§ **REQUIRED TASK**:
Starting at the line that has "the window sill" and stopping after the line that has "71,278,129,301", rewrite those records with their requests, shifting every box coordinate in the answers by -24. Leave the sample numbers in the requests as they are.

— Begin —

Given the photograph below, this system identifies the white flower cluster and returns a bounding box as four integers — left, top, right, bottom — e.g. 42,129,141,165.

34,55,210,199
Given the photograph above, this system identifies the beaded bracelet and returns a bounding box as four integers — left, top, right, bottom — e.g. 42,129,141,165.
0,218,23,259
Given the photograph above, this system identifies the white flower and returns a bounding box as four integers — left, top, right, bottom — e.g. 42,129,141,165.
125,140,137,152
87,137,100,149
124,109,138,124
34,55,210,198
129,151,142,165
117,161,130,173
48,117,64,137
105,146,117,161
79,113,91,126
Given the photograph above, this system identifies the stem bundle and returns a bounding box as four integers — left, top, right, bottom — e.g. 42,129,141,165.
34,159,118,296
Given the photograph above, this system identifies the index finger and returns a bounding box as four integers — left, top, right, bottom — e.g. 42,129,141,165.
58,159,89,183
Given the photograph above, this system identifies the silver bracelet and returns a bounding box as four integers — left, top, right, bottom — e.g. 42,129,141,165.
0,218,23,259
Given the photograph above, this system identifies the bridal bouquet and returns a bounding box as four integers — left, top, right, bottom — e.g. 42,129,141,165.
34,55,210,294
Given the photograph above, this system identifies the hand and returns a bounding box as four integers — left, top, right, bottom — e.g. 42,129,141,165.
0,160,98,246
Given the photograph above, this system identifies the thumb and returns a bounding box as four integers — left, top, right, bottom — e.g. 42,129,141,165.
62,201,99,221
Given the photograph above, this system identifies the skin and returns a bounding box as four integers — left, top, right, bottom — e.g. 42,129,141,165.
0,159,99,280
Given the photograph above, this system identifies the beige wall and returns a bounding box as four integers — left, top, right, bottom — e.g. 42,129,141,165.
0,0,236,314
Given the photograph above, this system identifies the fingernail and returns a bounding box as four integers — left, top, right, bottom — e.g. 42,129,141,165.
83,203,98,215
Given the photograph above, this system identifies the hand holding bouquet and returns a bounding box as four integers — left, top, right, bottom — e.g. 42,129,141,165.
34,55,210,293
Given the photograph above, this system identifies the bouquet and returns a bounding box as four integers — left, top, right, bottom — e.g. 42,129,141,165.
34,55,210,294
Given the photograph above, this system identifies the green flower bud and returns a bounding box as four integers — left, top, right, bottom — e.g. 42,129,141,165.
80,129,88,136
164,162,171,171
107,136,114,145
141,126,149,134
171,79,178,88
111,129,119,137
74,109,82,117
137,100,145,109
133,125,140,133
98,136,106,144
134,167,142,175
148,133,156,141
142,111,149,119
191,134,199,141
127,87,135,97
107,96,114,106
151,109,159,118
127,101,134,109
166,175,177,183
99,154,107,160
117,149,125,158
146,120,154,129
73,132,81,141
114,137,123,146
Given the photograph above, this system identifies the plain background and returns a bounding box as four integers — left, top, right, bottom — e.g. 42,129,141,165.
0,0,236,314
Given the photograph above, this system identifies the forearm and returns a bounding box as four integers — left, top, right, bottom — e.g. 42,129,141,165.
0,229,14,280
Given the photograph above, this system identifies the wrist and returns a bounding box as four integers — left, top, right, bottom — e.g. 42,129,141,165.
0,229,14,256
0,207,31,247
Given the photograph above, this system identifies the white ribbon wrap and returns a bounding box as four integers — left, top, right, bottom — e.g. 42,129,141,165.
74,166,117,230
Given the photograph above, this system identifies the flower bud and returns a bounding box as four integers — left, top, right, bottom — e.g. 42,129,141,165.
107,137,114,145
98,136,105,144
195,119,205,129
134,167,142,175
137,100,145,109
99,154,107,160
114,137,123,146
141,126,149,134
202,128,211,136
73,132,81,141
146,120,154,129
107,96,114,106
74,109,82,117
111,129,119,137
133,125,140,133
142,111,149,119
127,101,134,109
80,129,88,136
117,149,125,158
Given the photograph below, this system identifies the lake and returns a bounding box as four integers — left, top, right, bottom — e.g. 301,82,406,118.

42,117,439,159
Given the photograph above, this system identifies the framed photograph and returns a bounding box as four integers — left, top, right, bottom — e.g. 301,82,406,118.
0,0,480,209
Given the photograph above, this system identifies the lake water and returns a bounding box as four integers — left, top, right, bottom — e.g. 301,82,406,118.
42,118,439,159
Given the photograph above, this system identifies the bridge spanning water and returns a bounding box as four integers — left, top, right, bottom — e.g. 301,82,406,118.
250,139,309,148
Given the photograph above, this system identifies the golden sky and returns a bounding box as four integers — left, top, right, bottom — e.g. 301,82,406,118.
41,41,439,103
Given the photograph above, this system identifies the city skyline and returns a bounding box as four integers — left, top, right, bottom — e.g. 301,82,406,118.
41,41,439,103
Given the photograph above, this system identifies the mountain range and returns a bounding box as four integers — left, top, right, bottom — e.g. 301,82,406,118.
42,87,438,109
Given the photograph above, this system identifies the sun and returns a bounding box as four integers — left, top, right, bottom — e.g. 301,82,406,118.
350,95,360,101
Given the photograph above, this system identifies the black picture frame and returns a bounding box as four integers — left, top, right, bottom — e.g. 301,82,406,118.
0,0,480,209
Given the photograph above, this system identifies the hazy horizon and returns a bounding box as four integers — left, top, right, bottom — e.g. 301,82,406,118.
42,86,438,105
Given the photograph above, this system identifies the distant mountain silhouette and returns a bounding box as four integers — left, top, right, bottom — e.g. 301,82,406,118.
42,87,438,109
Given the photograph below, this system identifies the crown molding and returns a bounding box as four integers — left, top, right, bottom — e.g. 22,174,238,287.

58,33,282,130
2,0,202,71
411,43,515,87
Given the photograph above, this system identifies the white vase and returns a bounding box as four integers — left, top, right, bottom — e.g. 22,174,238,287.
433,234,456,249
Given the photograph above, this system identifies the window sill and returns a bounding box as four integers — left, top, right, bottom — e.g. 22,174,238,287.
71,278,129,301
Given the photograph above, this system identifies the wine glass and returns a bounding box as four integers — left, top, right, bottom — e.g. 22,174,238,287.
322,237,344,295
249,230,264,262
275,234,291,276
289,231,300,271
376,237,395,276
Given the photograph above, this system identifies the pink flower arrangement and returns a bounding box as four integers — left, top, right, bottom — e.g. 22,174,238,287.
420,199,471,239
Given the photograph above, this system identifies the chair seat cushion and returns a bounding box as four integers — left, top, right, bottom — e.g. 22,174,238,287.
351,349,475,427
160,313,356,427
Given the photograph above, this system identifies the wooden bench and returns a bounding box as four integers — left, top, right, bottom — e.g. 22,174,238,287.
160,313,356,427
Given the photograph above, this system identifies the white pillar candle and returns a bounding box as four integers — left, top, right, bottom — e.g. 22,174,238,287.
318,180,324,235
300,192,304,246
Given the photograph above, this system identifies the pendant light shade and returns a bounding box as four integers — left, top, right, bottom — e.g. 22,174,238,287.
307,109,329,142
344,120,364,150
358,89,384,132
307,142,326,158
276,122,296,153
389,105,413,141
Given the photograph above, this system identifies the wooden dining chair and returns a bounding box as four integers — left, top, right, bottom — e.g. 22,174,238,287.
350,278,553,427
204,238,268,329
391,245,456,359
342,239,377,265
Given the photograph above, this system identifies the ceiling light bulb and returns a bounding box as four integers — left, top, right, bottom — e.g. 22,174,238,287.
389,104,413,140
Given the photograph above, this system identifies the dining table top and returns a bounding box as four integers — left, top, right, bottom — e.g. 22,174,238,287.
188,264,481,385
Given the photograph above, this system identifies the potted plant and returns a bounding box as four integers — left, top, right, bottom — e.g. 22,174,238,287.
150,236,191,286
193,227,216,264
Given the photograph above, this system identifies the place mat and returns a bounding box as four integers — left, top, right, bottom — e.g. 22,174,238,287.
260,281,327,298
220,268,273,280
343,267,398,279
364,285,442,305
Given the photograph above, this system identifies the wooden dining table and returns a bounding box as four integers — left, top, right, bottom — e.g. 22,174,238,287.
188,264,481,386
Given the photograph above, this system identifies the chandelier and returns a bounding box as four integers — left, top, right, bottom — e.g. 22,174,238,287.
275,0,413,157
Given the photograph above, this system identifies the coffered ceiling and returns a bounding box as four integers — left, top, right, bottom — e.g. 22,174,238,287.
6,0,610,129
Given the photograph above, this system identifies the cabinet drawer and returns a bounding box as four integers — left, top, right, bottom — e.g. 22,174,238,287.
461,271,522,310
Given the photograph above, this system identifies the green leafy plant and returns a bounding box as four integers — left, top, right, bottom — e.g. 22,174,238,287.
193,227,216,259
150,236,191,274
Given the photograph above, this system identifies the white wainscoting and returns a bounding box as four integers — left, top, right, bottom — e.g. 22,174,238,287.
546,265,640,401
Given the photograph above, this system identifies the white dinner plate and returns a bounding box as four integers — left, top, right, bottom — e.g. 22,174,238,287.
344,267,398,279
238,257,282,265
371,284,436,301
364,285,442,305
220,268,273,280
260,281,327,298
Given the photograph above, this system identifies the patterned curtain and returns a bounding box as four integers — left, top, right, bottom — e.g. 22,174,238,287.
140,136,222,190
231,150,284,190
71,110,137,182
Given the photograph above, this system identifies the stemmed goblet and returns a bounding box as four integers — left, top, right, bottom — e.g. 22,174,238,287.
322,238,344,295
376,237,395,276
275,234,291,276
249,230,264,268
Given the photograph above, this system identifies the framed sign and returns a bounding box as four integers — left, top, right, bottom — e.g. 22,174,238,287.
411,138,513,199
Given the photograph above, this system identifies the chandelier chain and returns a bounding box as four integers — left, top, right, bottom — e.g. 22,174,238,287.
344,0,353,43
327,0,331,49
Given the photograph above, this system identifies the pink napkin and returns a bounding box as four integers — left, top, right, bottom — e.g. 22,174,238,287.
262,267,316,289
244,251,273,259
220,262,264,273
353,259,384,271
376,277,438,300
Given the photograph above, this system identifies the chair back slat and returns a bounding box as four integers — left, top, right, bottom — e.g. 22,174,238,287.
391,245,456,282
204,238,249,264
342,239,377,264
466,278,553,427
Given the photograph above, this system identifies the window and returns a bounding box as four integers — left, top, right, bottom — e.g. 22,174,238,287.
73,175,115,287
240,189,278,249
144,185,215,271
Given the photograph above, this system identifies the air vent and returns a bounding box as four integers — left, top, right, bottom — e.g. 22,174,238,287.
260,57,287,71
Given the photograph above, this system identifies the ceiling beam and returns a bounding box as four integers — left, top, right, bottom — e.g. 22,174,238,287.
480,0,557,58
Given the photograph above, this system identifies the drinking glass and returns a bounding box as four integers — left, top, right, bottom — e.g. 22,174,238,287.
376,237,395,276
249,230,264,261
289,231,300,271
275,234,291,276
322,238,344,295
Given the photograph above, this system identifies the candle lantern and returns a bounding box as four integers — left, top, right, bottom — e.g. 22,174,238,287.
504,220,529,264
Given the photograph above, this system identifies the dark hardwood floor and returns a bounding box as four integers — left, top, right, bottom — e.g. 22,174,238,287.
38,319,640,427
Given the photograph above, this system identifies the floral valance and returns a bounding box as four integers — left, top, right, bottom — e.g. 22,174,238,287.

— End —

§ **RESPONSE**:
Given the photograph above, this system identifies the window sill and returns a bounding box as four integers — left, top, right, bottom — e.g. 22,174,238,287.
47,254,105,277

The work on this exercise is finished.